EXTRACTED TEXT:
"""

# Keyboard randomly stopped working.



## Shiningg (Jan 16, 2015)

I have a windows 8, Packard bell laptop. 
I forgot to turn my laptop off, and instead left it on sleep mode for a day or so. When I came to enter my password, my keyboard was not working, and I have had to use the on screen keyboard to type.
I have rebooted, and have checked things like Filter Keys.
When I tried again today, I managed to type a couple of random letters in the search bar, while the laptop and windows was still starting up. Once everything was fully loaded, I was unable to type anything more.


Does anyone have any hints at all?.


----------



## Macboatmaster (Jan 15, 2010)

what is shown for keyboard in device manager
control panel - device manager 
expand the entry
any warnings with yellow colour icon and 
what is the entry please


----------



## Shiningg (Jan 16, 2015)

Thank you for the quick reply.
No warnings that I can see. Attached, screen shot


----------



## Macboatmaster (Jan 15, 2010)

right click the entry 
standard ps2 keyboard
click uninstall
agree the warning and reboot - shut down and then power on


----------



## Shiningg (Jan 16, 2015)

And after that?


----------



## Macboatmaster (Jan 15, 2010)

see if any different


----------



## Shiningg (Jan 16, 2015)

No change, unfortunately. Got a few keys out, but then nothing


----------



## Macboatmaster (Jan 15, 2010)

This is the laptop keyboard and not an external connected usb - is it please
What is the full model of the Packard bell


----------



## Shiningg (Jan 16, 2015)

Yes it is the actual built in laptop keyboard. It is a Packard bell EasyNote TE


----------



## Macboatmaster (Jan 15, 2010)

"""

EXERCISE INSTRUCTIONS:
A. State whether each of these statements agrees with the keyboard thread, and support each yes or no with the deciding words of the thread, quoted exactly. (i) The laptop had been left in sleep mode for a day or so before the keyboard stopped working. (ii) Device Manager showed a warning with a yellow icon for the keyboard. (iii) The keyboard in question is an external USB keyboard.
B. In the entries, start at the line containing "If you could spot the floral" and stop at the end of the entries. Rewrite those lines, replacing "that would be appreciated" with "that would be helpful" and leaving everything else unchanged.
The forum thread above and the entries that come next are separate, unrelated material.

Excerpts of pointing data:
"""

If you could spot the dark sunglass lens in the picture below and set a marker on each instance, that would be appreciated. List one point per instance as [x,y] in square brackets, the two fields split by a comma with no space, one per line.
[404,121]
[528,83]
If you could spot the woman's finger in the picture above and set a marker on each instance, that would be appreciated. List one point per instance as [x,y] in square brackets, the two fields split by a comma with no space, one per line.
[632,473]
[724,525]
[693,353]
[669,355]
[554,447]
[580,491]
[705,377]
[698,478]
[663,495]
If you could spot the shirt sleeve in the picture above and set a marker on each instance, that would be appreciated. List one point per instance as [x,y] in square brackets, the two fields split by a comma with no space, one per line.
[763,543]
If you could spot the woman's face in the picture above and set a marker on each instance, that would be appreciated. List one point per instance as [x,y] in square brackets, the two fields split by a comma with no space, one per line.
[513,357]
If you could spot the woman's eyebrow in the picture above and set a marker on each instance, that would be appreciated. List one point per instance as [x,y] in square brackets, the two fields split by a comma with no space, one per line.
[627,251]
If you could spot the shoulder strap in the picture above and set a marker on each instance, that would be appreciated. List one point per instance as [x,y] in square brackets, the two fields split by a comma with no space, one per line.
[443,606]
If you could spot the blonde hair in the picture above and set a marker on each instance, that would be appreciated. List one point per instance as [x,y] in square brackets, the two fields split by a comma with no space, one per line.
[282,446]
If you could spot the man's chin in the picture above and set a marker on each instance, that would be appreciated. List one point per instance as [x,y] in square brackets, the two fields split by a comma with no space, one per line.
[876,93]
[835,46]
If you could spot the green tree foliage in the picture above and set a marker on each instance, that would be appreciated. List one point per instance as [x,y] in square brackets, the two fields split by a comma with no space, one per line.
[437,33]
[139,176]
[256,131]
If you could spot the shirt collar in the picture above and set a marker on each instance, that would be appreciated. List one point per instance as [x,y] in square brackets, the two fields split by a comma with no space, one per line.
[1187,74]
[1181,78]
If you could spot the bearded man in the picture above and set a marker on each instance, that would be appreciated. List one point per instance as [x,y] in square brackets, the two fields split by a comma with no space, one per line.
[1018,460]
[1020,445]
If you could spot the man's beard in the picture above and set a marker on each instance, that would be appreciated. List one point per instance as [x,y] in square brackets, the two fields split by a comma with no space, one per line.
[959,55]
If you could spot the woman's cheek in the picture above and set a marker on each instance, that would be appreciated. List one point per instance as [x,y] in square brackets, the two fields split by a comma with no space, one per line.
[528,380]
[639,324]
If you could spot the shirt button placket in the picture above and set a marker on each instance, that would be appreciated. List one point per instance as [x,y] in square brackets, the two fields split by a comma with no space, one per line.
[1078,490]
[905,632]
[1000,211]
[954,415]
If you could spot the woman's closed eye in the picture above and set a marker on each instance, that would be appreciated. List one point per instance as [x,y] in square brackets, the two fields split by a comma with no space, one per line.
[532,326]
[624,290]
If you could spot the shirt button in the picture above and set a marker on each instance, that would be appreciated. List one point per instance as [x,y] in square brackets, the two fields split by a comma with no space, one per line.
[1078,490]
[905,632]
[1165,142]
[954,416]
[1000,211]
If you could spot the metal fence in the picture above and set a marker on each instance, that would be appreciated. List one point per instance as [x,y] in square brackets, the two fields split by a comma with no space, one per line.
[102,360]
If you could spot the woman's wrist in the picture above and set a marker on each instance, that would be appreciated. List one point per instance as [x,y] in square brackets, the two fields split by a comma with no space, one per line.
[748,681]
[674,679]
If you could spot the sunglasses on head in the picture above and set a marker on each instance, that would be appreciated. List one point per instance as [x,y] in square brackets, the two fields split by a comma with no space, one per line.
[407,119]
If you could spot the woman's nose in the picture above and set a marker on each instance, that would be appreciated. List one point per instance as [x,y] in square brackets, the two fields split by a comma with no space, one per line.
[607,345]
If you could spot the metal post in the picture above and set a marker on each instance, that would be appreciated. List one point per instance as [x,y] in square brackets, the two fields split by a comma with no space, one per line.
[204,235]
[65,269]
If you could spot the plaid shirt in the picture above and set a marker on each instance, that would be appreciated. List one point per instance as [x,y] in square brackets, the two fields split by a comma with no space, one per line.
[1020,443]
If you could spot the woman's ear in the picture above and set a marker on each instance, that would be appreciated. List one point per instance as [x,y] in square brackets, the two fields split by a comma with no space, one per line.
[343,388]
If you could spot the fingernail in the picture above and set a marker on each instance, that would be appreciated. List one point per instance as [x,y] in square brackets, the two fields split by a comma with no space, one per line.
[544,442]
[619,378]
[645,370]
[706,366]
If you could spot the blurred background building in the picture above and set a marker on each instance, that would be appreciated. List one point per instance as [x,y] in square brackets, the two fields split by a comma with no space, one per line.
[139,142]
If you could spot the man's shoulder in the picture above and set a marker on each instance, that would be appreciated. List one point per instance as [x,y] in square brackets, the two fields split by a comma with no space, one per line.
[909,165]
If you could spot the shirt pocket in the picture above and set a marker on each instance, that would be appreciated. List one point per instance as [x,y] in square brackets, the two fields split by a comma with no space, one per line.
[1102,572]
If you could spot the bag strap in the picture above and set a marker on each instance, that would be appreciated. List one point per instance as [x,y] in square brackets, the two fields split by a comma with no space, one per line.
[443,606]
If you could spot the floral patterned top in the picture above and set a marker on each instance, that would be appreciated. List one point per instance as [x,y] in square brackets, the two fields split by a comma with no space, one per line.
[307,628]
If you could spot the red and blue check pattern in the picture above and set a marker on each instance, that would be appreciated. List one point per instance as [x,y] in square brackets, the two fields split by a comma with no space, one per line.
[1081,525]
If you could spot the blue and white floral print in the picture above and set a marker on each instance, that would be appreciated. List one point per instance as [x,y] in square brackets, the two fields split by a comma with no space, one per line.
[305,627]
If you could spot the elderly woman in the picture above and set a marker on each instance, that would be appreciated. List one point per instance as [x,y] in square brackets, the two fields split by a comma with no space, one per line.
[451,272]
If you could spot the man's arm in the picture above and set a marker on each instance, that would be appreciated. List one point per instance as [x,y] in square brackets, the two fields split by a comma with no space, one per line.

"""

PROBLEM SOLUTIONS:
A.
(i) Yes: "left it on sleep mode for a day or so"
(ii) No: "No warnings that I can see."
(iii) No: "Yes it is the actual built in laptop keyboard."

B.
If you could spot the floral patterned top in the picture above and set a marker on each instance, that would be helpful. List one point per instance as [x,y] in square brackets, the two fields split by a comma with no space, one per line.
[307,628]
If you could spot the red and blue check pattern in the picture above and set a marker on each instance, that would be helpful. List one point per instance as [x,y] in square brackets, the two fields split by a comma with no space, one per line.
[1081,525]
If you could spot the blue and white floral print in the picture above and set a marker on each instance, that would be helpful. List one point per instance as [x,y] in square brackets, the two fields split by a comma with no space, one per line.
[305,627]
If you could spot the elderly woman in the picture above and set a marker on each instance, that would be helpful. List one point per instance as [x,y] in square brackets, the two fields split by a comma with no space, one per line.
[451,272]
If you could spot the man's arm in the picture above and set a marker on each instance, that would be helpful. List one point per instance as [x,y] in square brackets, the two fields split by a comma with no space, one per line.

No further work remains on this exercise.